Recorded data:
# # # # # # #

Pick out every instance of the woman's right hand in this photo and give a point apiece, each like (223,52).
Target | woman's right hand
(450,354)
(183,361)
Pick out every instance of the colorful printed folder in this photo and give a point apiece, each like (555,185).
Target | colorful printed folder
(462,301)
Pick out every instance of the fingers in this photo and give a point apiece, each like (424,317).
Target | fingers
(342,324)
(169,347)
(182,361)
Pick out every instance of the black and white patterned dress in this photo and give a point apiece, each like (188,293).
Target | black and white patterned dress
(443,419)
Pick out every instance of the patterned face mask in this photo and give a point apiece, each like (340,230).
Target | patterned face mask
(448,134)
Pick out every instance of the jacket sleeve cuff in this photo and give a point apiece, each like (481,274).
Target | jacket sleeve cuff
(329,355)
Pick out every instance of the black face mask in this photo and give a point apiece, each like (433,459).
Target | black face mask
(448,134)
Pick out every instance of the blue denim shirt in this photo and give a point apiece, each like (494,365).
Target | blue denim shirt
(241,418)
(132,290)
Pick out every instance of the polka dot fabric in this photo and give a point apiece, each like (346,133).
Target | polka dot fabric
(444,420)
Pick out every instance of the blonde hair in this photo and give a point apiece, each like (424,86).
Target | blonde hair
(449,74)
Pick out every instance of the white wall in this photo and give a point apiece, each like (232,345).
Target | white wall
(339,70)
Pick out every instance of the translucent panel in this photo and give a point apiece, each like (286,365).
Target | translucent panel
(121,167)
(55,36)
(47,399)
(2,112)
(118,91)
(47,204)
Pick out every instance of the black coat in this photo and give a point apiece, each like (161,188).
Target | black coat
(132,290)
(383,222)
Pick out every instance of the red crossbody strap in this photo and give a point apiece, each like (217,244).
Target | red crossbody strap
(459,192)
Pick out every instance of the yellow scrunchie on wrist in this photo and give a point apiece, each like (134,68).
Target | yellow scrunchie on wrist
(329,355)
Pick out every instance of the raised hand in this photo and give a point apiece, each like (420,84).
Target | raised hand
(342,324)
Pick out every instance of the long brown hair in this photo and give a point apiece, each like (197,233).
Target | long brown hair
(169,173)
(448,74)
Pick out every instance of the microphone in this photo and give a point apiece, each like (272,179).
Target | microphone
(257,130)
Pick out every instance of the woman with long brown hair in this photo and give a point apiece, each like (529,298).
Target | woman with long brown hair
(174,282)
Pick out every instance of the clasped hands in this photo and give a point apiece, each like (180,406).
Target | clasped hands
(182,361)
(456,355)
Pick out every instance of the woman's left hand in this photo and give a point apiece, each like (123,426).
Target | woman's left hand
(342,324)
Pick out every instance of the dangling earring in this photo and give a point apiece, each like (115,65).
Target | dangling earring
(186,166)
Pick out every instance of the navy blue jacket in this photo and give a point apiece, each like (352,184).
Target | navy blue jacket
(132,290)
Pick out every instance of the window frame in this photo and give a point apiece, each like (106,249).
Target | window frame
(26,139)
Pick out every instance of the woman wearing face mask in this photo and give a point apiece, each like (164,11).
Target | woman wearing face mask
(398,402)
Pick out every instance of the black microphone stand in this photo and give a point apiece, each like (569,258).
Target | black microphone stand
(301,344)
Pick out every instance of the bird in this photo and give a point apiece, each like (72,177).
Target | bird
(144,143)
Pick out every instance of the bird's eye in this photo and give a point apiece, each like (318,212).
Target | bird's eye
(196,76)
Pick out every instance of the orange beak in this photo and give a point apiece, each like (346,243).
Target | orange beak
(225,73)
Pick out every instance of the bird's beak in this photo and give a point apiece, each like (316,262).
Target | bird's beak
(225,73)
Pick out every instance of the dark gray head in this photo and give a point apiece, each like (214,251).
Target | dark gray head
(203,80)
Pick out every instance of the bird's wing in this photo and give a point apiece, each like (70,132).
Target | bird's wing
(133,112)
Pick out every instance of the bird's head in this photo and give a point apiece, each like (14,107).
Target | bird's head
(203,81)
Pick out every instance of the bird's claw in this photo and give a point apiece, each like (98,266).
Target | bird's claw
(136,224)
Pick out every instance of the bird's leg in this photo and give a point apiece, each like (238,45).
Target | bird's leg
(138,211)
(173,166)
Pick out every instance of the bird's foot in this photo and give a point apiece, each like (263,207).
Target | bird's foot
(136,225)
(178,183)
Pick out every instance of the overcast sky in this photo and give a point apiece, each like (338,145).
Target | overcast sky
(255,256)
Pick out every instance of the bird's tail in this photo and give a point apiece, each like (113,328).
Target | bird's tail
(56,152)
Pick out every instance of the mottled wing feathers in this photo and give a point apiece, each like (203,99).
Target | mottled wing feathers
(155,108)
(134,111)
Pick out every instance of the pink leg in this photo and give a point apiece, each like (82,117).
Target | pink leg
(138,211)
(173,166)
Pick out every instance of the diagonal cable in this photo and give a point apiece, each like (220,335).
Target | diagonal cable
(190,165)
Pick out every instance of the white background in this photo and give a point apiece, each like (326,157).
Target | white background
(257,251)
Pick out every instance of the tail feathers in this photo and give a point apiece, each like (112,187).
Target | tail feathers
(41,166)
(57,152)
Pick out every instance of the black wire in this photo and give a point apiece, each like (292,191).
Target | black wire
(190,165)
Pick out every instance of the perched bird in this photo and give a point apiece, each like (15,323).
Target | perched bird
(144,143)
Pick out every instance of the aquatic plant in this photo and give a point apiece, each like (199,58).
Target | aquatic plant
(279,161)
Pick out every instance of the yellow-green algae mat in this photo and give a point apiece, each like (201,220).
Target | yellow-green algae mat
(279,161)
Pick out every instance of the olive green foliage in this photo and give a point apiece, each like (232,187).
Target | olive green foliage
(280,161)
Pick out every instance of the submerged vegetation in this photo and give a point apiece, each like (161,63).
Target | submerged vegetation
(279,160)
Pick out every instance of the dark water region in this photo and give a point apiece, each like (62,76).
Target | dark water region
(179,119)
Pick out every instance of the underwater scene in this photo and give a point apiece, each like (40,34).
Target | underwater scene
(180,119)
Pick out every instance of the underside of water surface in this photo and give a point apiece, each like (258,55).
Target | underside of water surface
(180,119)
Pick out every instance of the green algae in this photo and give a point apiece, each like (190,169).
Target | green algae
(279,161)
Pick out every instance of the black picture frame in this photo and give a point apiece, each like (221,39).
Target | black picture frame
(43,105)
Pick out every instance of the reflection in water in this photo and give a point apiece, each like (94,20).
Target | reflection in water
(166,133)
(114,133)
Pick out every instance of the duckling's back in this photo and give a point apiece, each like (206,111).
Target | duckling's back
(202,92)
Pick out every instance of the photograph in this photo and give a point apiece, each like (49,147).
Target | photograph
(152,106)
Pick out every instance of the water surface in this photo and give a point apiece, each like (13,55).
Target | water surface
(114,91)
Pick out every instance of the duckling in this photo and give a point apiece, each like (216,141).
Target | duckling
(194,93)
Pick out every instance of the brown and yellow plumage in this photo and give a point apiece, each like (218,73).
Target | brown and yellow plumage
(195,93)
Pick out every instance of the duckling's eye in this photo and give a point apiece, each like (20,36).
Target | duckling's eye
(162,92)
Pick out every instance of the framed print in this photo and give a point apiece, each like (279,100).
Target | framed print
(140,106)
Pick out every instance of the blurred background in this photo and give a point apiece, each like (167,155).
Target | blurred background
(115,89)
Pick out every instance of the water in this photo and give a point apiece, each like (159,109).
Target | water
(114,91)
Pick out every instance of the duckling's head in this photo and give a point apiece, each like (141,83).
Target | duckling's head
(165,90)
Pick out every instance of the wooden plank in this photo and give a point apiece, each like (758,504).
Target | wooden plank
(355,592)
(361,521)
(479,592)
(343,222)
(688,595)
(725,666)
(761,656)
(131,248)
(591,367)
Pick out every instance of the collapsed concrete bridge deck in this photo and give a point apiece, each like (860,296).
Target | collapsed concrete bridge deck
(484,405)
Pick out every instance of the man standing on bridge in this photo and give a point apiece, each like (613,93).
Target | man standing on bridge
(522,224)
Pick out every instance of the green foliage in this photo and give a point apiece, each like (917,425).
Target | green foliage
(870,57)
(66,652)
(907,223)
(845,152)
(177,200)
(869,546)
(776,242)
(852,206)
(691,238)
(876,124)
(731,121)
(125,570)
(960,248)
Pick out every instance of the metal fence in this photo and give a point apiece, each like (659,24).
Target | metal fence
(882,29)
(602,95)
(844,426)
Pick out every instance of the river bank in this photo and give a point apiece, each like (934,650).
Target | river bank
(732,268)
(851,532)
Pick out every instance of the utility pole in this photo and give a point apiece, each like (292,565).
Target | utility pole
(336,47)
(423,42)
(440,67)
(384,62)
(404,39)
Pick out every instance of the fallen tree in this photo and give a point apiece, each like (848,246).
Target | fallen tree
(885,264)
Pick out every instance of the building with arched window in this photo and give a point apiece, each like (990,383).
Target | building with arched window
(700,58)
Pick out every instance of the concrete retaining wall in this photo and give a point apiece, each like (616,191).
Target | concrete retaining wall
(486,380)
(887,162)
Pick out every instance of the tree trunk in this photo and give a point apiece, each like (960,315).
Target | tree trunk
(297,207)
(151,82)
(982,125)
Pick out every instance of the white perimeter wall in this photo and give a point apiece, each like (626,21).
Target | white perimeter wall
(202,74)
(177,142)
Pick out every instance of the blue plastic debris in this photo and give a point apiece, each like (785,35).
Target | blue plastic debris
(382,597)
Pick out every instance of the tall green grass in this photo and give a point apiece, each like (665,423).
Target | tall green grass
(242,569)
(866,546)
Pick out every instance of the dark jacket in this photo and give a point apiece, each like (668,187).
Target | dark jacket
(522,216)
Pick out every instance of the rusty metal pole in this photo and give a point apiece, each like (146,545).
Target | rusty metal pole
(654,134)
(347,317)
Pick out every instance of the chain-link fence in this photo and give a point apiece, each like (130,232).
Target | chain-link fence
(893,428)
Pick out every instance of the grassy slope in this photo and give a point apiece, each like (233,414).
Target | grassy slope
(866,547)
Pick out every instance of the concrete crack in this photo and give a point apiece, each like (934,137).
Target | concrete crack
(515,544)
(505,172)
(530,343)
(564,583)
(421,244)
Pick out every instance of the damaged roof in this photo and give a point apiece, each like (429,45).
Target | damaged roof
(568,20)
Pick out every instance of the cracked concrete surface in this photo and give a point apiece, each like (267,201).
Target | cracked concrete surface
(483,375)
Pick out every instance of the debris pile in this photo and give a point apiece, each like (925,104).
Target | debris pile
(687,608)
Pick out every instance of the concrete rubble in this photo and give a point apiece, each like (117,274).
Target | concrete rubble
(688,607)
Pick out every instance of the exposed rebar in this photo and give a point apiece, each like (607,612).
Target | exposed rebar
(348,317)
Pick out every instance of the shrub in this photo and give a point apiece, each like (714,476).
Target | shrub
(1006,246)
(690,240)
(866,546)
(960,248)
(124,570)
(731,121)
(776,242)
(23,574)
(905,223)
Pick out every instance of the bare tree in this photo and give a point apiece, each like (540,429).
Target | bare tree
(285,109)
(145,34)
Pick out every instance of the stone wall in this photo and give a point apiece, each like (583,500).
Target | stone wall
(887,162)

# # # # # # #

What this task involves ▸
Reproduce the items from the line containing "Pick out every instance of the debris" through the end of the items, both included, with the requests kept as they are. Multiply every coordinate in the answers by 1.7 and round to the nearest whole number, with halves rounded up, leaving the sample coordinates in the requests unchanged.

Complete output ▸
Pick out every instance of the debris pile in this photo and give a point apiece, each like (925,104).
Target | debris pile
(1168,1034)
Pick out every instance of the concrete rubble in this photo and give a point apiece, each like (117,274).
Target | concrete rubble
(1170,1032)
Pick out every instance of the exposed rebar in this photo and give a point apiece, each like (607,612).
Target | exposed rebar
(592,539)
Pick out every instance of the shrub in this photo and give a point apiece, each like (714,476).
Target | shrub
(1710,418)
(1173,408)
(1472,928)
(1632,422)
(211,969)
(1243,206)
(1319,411)
(39,976)
(1539,379)
Pick out every instance of the bare tree in this photo and give a point apiece, each like (540,429).
Target | bare tree
(485,185)
(247,58)
Pick out every instance of the stone wall in this photo and give a point apiece, each like (583,500).
Target | stone wall
(1508,275)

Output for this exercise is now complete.